**Description of the task:** From the first line to the last, output the records exactly and drop any images.

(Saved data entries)
· · · ·
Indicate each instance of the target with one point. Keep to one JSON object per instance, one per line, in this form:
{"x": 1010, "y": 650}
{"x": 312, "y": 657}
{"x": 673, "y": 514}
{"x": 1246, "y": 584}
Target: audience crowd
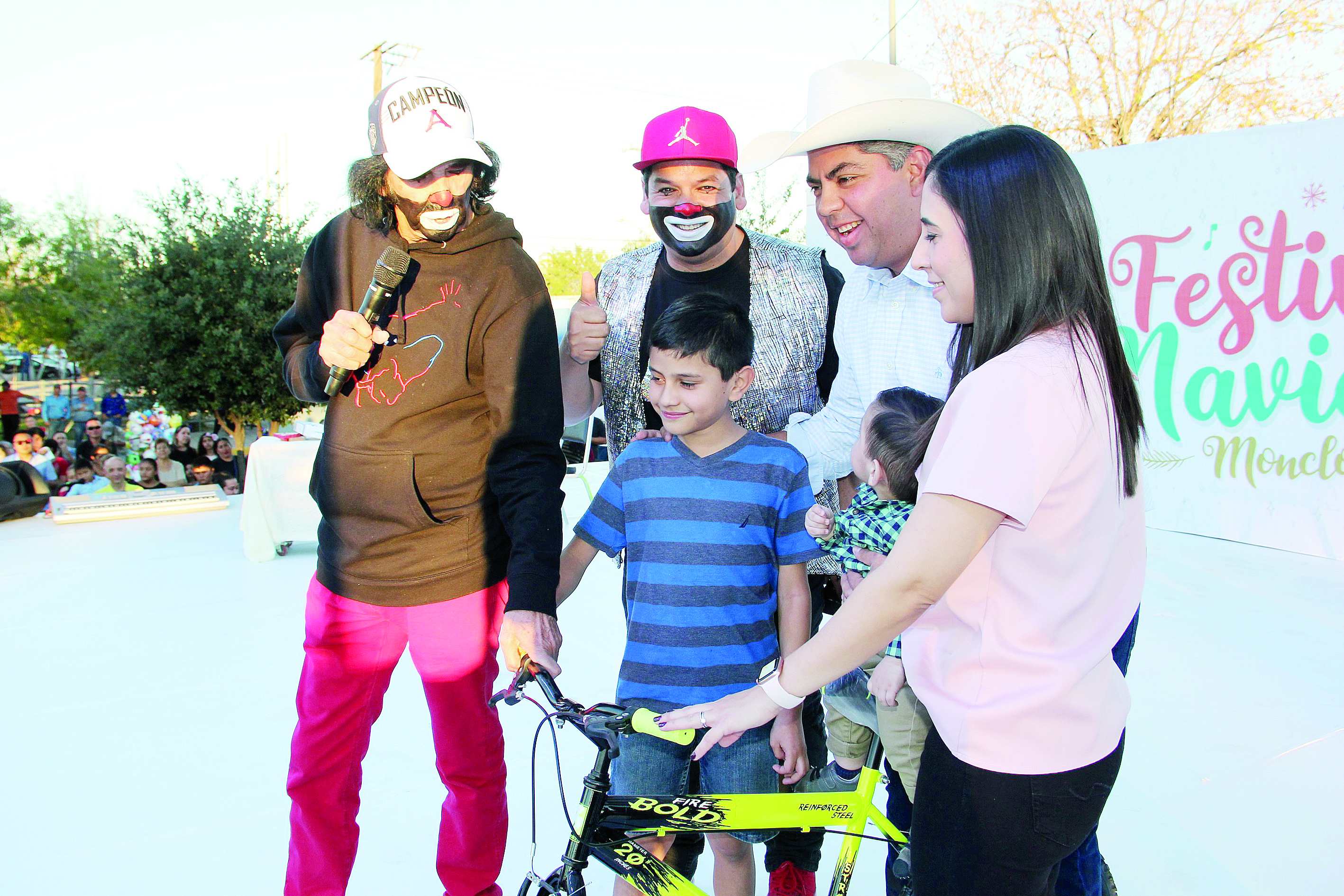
· · · ·
**Result:**
Indicate each instance of the target with one point. Keep to one JSON object per instance, one per line, in this form:
{"x": 1010, "y": 650}
{"x": 312, "y": 657}
{"x": 673, "y": 514}
{"x": 1246, "y": 584}
Target: audience crowd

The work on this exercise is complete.